EJERCICIO BREVE = Copia de nuevo todas las líneas, comenzando en la que contiene "Point out the menu" y terminando en la que contiene "x=272, y=438", ambas incluidas, y conserva también los enunciados. Multiplica por 1,15 cada coordenada de las respuestas y redondea al entero más cercano, con las mitades hacia arriba.

REGISTROS EN BRUTO =
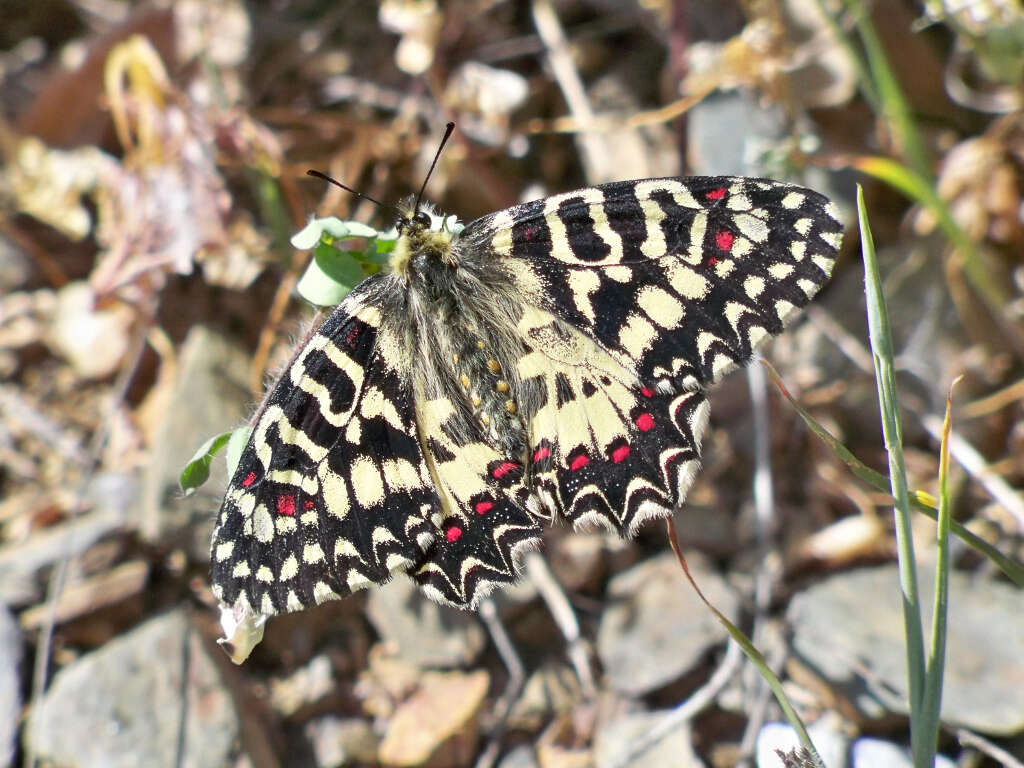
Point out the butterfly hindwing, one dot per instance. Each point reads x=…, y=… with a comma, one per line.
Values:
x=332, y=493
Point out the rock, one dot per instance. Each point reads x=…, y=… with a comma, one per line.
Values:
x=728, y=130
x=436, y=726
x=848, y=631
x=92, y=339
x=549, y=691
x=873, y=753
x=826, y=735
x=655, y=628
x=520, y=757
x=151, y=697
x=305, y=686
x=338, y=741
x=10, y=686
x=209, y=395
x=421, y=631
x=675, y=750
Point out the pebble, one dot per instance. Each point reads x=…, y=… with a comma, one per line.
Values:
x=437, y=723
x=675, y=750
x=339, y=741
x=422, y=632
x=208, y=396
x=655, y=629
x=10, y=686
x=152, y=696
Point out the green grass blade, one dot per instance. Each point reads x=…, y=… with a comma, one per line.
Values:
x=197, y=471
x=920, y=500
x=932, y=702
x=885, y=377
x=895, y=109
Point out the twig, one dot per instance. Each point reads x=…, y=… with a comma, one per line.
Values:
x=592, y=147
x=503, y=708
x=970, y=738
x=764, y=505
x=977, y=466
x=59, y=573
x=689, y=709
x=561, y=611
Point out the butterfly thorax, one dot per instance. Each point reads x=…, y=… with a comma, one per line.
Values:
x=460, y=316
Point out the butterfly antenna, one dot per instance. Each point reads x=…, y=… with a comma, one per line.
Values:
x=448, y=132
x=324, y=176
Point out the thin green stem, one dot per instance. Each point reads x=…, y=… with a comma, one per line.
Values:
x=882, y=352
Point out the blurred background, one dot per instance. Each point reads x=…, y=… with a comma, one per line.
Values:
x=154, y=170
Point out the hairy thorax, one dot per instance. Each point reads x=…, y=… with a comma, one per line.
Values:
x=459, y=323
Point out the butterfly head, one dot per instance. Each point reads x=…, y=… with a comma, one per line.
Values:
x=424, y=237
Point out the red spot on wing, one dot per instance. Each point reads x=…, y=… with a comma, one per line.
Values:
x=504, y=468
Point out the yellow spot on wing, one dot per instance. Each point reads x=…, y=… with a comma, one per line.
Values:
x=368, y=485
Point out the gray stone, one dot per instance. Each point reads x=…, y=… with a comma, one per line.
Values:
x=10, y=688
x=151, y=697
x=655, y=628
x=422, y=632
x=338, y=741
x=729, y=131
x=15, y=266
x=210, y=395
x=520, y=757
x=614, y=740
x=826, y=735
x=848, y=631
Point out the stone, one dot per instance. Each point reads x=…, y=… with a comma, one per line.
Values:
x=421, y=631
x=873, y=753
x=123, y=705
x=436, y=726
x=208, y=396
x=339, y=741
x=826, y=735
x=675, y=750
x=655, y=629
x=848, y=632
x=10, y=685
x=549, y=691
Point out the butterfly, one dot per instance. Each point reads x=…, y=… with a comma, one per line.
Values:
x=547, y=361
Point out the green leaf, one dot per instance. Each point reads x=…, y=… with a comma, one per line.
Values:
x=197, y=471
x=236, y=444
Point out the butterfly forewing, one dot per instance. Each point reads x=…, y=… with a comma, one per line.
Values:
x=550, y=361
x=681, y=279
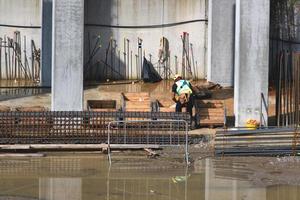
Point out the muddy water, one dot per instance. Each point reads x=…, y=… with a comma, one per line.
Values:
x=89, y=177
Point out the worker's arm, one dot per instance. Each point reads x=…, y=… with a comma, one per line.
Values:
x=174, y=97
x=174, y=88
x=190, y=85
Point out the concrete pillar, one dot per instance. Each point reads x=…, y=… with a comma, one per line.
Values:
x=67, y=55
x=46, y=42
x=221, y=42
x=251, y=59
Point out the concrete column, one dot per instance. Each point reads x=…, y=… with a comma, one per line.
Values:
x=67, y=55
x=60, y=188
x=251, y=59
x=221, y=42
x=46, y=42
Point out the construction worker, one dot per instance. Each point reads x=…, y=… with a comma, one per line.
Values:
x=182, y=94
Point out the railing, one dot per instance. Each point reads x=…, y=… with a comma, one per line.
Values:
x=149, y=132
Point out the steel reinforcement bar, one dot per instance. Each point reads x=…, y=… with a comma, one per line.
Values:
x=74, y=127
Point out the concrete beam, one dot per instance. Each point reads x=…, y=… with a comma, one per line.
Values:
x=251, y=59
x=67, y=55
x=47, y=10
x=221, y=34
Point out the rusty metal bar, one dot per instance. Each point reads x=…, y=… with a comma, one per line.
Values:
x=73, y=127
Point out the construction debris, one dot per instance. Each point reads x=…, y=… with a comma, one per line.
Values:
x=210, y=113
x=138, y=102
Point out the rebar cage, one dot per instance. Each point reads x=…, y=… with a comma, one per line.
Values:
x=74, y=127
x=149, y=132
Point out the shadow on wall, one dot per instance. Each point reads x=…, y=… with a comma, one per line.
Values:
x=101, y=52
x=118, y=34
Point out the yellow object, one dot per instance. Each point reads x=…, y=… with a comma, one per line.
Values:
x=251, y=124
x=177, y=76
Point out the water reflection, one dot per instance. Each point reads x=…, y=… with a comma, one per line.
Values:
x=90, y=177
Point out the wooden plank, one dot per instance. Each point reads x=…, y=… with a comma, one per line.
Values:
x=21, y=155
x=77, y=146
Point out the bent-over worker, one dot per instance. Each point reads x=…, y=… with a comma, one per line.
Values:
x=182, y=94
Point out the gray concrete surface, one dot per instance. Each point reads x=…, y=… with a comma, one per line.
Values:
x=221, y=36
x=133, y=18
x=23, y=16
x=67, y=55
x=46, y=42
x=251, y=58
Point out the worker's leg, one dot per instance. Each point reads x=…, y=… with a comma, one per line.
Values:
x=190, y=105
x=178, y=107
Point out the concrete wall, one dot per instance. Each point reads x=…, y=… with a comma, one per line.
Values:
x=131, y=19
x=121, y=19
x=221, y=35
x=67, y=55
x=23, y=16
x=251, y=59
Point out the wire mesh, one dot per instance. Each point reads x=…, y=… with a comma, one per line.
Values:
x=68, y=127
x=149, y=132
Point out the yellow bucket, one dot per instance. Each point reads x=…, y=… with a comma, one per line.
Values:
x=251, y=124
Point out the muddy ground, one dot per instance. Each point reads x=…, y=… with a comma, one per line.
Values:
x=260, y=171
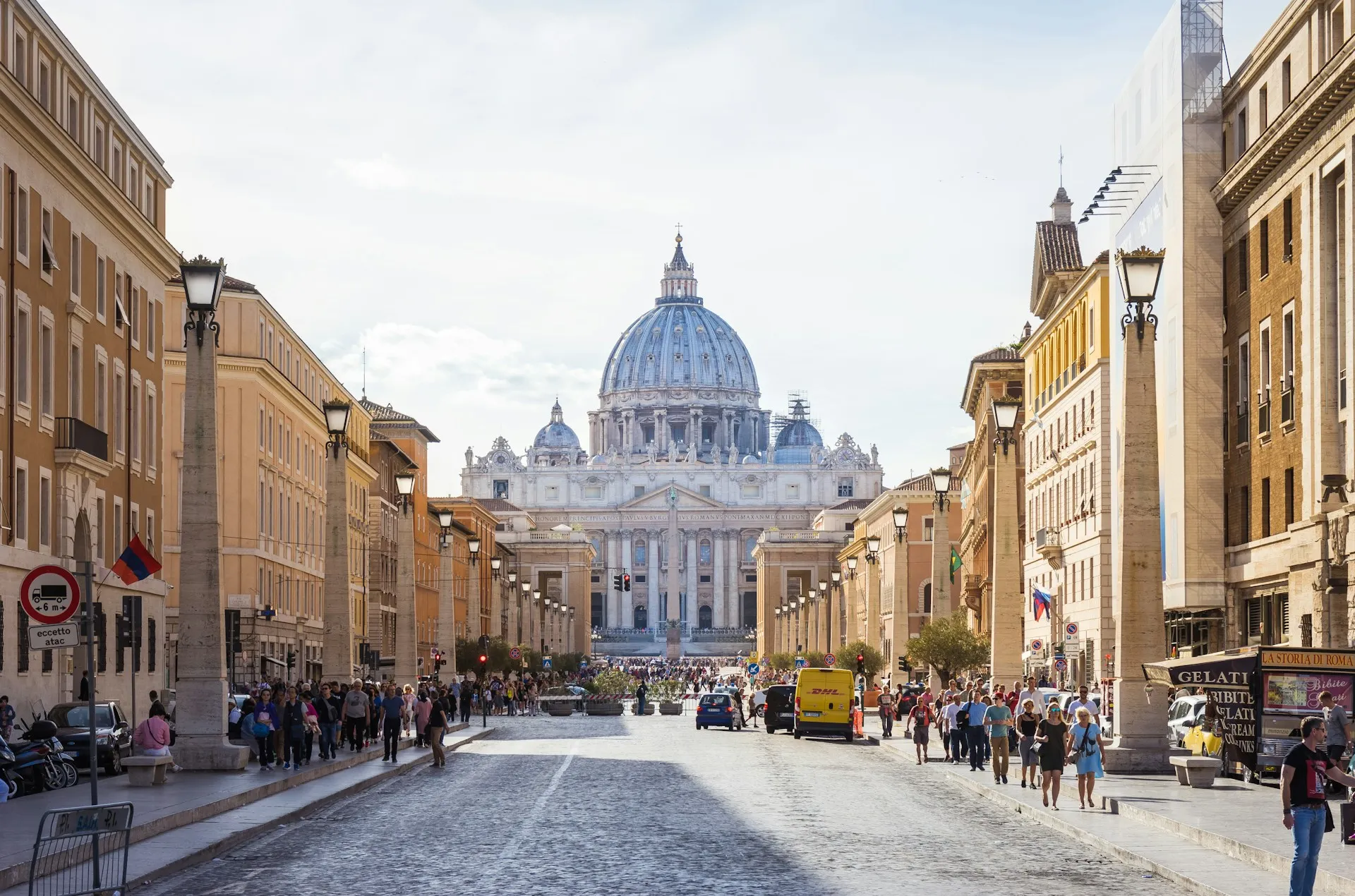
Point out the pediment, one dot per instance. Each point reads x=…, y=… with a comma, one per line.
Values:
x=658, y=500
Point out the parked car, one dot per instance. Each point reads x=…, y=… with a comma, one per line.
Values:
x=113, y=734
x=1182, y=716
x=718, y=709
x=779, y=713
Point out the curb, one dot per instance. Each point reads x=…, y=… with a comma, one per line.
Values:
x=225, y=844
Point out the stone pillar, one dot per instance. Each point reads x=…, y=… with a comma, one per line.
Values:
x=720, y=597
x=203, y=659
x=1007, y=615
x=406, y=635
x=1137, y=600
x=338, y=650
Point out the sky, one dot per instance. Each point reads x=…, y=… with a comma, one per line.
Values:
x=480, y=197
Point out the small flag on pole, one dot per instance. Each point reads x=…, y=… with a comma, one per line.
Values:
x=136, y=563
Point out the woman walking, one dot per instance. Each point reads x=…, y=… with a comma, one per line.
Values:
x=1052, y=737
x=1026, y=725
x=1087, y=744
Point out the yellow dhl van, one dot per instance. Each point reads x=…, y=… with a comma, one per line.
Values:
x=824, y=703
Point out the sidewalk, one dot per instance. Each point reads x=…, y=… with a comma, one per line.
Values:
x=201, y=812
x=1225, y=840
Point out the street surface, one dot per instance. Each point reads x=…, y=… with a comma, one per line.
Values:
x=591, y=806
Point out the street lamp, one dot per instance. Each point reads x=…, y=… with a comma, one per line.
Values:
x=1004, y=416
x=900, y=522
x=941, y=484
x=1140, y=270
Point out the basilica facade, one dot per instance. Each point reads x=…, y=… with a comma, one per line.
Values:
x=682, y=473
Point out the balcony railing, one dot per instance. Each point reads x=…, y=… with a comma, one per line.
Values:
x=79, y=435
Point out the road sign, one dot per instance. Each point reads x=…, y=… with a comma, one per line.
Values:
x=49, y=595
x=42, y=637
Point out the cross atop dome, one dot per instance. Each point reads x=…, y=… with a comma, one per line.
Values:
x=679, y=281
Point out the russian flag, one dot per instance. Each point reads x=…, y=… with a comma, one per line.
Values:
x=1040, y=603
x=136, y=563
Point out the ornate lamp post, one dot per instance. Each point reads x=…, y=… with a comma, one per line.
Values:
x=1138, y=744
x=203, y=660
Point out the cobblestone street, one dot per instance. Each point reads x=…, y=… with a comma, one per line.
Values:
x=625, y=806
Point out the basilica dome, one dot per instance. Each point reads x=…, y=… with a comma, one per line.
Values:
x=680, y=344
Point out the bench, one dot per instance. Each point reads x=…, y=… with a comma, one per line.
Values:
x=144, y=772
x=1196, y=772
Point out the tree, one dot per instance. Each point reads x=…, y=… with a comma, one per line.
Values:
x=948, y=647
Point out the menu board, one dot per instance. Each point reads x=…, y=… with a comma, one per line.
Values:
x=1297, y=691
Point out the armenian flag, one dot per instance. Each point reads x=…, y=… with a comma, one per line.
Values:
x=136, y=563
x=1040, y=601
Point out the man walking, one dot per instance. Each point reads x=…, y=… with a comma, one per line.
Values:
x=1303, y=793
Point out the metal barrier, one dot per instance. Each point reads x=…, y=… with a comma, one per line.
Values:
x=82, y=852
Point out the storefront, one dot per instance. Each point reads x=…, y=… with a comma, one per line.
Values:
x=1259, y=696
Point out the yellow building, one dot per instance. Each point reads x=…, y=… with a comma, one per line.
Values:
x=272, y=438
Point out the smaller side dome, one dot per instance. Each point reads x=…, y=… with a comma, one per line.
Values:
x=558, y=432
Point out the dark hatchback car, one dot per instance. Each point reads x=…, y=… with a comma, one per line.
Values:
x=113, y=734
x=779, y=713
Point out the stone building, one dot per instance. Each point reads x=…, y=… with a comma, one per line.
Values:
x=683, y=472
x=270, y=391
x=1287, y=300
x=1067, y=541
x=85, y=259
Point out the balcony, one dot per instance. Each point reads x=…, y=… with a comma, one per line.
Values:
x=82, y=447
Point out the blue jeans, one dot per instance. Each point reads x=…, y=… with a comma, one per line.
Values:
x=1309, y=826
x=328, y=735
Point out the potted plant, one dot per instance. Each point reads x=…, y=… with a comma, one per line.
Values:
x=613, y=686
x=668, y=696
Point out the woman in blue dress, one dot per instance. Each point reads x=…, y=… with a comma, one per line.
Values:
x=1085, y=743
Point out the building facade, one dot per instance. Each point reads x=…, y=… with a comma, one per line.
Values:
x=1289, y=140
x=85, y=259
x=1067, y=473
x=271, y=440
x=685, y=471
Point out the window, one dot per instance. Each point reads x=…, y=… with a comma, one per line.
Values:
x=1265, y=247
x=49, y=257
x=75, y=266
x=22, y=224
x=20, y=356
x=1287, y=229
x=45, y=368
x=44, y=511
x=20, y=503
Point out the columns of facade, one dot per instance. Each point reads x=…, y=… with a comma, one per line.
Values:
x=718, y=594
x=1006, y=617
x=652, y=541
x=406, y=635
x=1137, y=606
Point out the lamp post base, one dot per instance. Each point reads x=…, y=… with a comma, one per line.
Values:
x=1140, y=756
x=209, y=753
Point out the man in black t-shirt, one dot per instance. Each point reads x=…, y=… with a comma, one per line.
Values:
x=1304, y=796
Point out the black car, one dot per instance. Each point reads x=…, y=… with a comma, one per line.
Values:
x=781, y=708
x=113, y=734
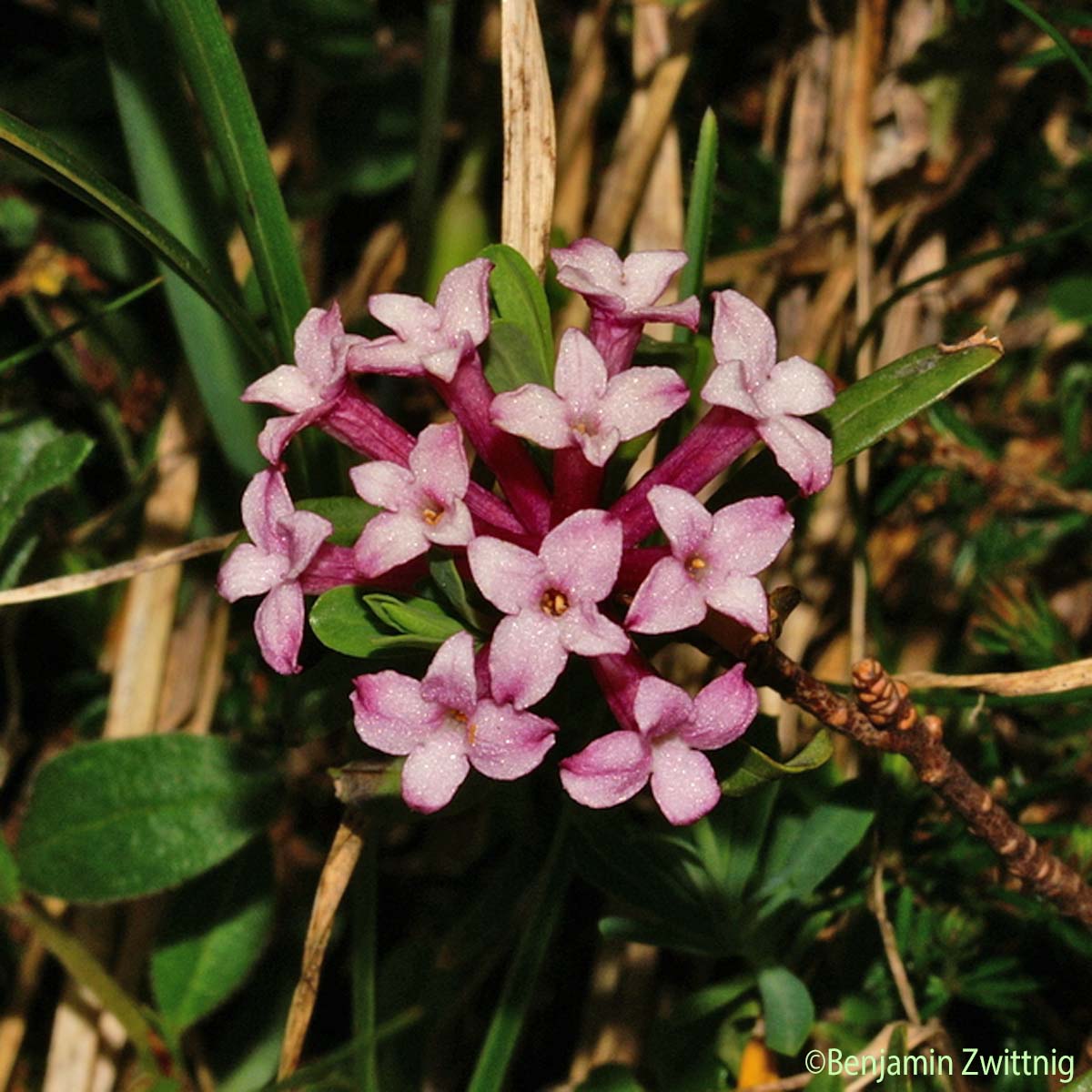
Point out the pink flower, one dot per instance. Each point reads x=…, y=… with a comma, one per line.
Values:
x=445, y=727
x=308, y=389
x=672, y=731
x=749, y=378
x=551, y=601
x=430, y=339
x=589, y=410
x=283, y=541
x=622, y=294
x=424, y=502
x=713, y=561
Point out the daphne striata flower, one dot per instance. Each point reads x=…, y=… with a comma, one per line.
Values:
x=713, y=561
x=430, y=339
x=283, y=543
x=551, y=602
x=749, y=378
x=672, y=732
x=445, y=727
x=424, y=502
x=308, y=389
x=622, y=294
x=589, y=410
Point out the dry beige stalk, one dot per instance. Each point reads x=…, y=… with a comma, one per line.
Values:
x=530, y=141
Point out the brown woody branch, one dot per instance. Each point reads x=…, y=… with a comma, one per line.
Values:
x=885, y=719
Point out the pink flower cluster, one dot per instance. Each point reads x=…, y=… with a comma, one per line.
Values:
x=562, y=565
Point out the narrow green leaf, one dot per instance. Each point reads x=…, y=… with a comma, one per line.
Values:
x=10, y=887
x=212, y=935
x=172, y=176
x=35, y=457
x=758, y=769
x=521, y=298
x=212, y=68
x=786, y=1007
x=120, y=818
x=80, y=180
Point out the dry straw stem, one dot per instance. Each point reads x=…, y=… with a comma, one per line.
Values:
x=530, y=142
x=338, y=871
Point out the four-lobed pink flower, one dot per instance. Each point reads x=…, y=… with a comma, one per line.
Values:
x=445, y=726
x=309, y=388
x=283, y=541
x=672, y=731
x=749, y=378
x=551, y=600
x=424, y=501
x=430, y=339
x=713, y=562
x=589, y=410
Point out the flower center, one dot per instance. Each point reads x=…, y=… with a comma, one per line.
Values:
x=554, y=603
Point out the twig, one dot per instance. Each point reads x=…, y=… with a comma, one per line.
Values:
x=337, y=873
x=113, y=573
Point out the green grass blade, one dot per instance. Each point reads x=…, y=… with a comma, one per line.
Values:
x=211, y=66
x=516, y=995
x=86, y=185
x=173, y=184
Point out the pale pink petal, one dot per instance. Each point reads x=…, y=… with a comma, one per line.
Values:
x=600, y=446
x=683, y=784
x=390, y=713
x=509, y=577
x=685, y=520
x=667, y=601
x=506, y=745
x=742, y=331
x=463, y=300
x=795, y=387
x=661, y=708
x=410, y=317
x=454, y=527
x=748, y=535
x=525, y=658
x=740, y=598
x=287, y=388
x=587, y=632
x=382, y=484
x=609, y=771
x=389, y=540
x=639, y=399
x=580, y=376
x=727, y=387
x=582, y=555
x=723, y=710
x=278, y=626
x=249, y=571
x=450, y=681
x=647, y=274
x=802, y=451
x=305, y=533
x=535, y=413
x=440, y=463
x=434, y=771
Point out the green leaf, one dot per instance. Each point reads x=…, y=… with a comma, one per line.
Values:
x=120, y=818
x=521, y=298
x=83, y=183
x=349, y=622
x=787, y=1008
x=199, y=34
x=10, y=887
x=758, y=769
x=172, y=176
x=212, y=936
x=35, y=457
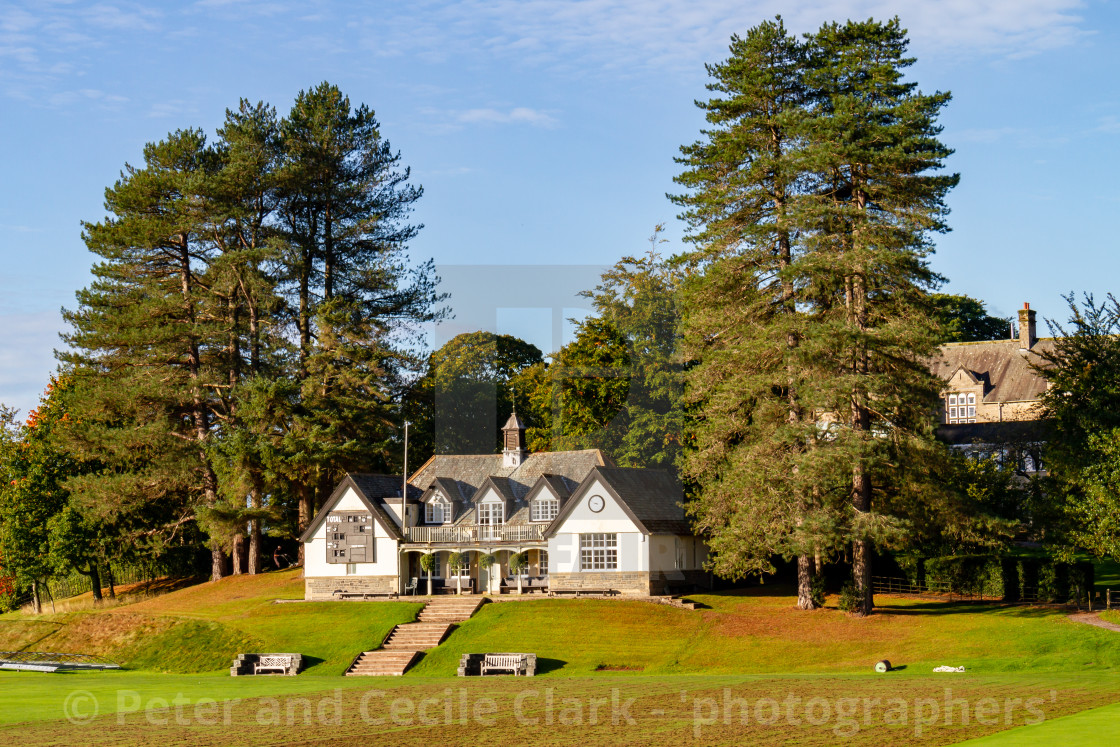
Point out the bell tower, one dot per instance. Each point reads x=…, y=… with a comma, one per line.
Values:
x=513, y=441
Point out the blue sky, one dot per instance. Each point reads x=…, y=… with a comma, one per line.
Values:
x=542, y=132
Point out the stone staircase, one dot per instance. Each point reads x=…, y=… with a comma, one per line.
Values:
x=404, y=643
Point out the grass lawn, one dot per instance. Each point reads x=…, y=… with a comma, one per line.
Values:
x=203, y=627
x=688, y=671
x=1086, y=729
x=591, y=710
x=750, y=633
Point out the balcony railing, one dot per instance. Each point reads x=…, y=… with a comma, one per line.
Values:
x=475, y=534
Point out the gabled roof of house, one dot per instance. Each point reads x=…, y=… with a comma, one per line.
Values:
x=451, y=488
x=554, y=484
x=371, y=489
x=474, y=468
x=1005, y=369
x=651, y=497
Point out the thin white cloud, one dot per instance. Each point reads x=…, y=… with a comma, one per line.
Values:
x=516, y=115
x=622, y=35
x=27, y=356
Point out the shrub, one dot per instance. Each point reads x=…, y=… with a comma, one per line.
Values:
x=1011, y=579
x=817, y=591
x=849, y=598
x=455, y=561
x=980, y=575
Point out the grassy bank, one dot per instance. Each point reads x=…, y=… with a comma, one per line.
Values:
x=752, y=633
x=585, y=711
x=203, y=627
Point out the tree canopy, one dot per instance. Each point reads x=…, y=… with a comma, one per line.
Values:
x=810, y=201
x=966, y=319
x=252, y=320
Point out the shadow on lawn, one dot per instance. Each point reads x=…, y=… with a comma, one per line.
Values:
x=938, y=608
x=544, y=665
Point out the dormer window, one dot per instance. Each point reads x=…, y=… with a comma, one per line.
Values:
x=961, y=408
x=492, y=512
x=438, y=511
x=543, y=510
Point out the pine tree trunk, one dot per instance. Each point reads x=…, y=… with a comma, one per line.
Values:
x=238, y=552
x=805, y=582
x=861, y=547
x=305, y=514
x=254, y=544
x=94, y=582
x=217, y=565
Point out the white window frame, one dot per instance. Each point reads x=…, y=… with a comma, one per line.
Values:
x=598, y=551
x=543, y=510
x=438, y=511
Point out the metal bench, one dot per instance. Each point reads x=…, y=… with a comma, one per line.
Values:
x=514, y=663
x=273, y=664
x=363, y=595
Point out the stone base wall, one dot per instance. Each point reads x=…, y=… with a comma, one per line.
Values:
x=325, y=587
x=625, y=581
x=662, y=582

RESPUESTA =
Point out the menu board, one dot per instance. Each point reads x=…, y=… with a comma, one per line.
Values:
x=1492, y=795
Point out the armenian flag, one dot per instance. Each point reads x=…, y=… with a comma, one per line.
Values:
x=156, y=647
x=1196, y=691
Point out the man walking, one dot per instance. Each point reads x=…, y=… with a comma, one per line.
Values:
x=1498, y=912
Point out the metal barrier, one dot per instance. Each point reads x=…, y=… with a comma, one per line.
Values:
x=94, y=980
Point out the storefront, one dot per instance. Each point reads x=…, y=… with a comma, one per line.
Values:
x=1448, y=800
Point out the yellow building, one dot per instance. Each point reads x=…, y=… with a comma, one per line.
Values:
x=313, y=504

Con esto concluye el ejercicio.